| ENTRIES PROVIDED |
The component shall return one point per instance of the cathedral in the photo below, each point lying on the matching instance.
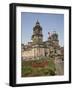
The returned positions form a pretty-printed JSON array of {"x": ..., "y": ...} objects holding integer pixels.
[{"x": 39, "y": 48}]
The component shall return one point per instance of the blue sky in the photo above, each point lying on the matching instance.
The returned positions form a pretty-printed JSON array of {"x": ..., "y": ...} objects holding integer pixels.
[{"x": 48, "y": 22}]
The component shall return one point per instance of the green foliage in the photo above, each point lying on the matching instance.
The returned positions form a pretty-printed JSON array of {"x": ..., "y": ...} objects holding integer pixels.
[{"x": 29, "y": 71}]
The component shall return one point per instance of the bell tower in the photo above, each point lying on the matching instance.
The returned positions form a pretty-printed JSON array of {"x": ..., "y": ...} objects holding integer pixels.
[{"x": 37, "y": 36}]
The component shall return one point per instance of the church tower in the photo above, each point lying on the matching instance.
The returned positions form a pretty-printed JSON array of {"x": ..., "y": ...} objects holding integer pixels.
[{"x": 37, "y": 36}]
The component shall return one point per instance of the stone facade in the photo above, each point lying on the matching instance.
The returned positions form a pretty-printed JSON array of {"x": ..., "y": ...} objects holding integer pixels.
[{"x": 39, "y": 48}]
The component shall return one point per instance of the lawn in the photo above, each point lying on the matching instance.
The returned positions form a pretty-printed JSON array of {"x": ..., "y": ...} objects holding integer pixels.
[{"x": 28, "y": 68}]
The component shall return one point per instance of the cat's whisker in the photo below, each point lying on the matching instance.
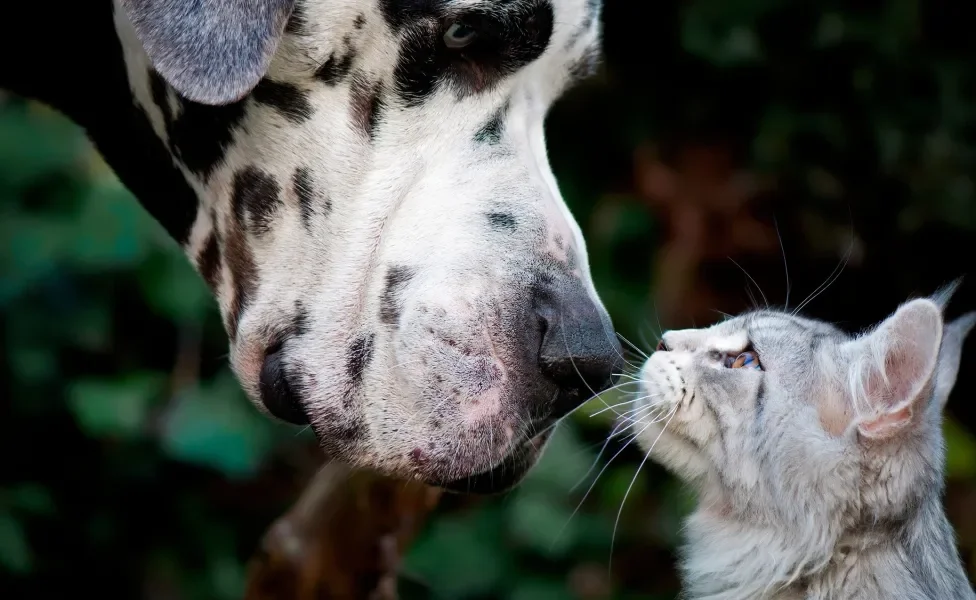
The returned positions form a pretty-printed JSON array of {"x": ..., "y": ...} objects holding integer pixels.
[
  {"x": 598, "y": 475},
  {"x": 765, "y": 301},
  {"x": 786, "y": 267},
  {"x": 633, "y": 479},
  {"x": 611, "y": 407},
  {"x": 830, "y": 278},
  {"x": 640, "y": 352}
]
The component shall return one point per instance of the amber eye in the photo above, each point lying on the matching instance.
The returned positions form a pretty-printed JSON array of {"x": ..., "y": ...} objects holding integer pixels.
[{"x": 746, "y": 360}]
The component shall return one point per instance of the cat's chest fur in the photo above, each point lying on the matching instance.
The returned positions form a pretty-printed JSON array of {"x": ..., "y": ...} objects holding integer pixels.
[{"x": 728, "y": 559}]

| REQUIRED TASK |
Print again, word for word, every line from the line with "the cat's whisker" to the final line of the records, inclusive; skip the pictures.

| PROBLEM SOLUTION |
The component shall return one point per instance of the cat's whisker in the photo below, each point lying on the matching instance.
The returned positions form a pretty-printed JSON array of {"x": ..., "y": ...} objects holding integer pixels.
[
  {"x": 598, "y": 475},
  {"x": 765, "y": 301},
  {"x": 786, "y": 267},
  {"x": 633, "y": 479},
  {"x": 611, "y": 407},
  {"x": 830, "y": 278},
  {"x": 640, "y": 352}
]
The component shall return one point per instance of the amber eye in the photo above, each point lying on the matching instance.
The returned positions form a pretty-printed JSON array of {"x": ..., "y": ...} objects holding integer pixels.
[{"x": 746, "y": 360}]
The component shall return one point per instance of the cat's chest fur in the photo above, each point lying on the matching instance.
The returned positions form a pretty-printed JSON array of {"x": ..., "y": ...} objects holding integer pixels.
[{"x": 728, "y": 559}]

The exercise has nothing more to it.